## Quoted text
And now we have ready the several links of one chain. The three tests of serfdom applied by our documents are connected with each other by the very terms in which they are stated, and at the same time they present three consecutive stages of development. The notion of serfdom is originally confined to forms of personal subjection and to the possession of land under the bane of personal subjection: in this sense servitude is a narrow term, and the condition denoted by it is exceptional. In its second meaning it connects itself with rural labour and spreads over the whole class of peasants engaged. in it. In its last and brst sense it includes all the people and all the land not protected by the Common Law. We have no evidence as to the chronological landmarks between these several epochs, and it is clear that the passage from one to another was very gradual, and by no means implied the absolute disappearance of ancient terms. But it seems hardly doubtful that the movement was effected in the direction described; both the, intrinsic evidence of the notions under discussion and their appearance in our documents point this way.

This being so, we may expect to find some traces of the gradual spread of serfdom in the subdivisions of that comprehensive class called villainage. And, indeed, there are unmistakable signs of the fact that the flood was rising slowly and swamping the several groups of the peasantry which hitherto had been of very various conditions. The Domesday classification will have to be discussed by itself, but it may be noticed even now that its fundamental features are the distinction between serfs and villains, and the very limited number of these first. Judging by this, the bulk of the peasantry was not considered unfree. The inference is corroborated for the epoch of the early Norman kings by the laws of Henry I, in which the villain is still treated on the same footing as the ceorl of Saxon times, is deemed 'worthy of his were and of his wite,' and is called as a free man to the hundred court, although not a landlord, 'teirrarum dominus.' The hundredors of later times kept up the tradition: degraded in many ways, they were still considered as representatives of a free population. Ancient demesne tenure is another proof of the same freedom in villainage; it is protected though base, and supposes independent rights on the part of the peasantry. The position of the group of socmen outside the ancient demesne points the same way: their tenure is originally nothing more and nothing less than a customary freehold or a free copyhold, if one may say so. The law of Kent is constructed on this very basis: it is the law of free ceorls subjected to a certain manorial authority which has not been able to strike very deep roots in this soil.

## Instruction
Pick up the passage on serfdom and villainage after its final sentence and carry it forward. The lines after this text play no part in the exercise.

## Source excerpt
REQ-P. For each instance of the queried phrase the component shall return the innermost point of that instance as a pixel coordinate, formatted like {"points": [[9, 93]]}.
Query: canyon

## Written reply
But the general current went Steadily against the peasantry. The disruption of political unity at the time of the great civil war, and the systematic resumption of royal rights by Henry II, must have led to a settlement which impaired the social standing of the villain in the sense of feudal law. The immediate connexion between the lower class and the royal power could not be kept up during the troubled reign of Stephen, when England all but lapsed into the political dismemberment of the neighbouring continental states. Government and law were restored by Henry II, but he had to set a limit to his sphere of action in order that within that sphere he might act efficiently. The very growth of the great system of royal writs necessitated the drawing a sharp line between the people admitted to use them and those excluded from this benefit. One part of the revolution effected by the development of royal jurisdiction is very noticeable in our documents: the struggle between king and magnates as to the right of judging freeholders has left many traces, of which the history of the 'breve quod vocatur praecipe' is perhaps the most remarkable. But the victorious progress of royal jurisdiction in regard to freeholders was counter-balanced by an all but complete surrender of it in regard to villains. The celebrated tit. 29 of William the Conqueror's laws providing that the cultivators of the land are not to be subjected to new exactions, had lost its sense in the reign of Henry II, and so soon as it was settled that one class of tenants was to be protected, while another was to be unprotected in the king's court, the lawyers set themselves thinking over the problem of a definite and plain division of classes. Their work in this direction bears all the marks of a fresh departure. They are wavering between the formal and the material test: instead of setting up at once the convenient doctrine that villainage is proved by stock, and that in regard to service and tenure the question is decided by their certainty or uncertainty, they try for a long time to shape conclusive rules as to the kind of services and incidents which imply villainage, and for a time distinction between rural labour and rent becomes especially important.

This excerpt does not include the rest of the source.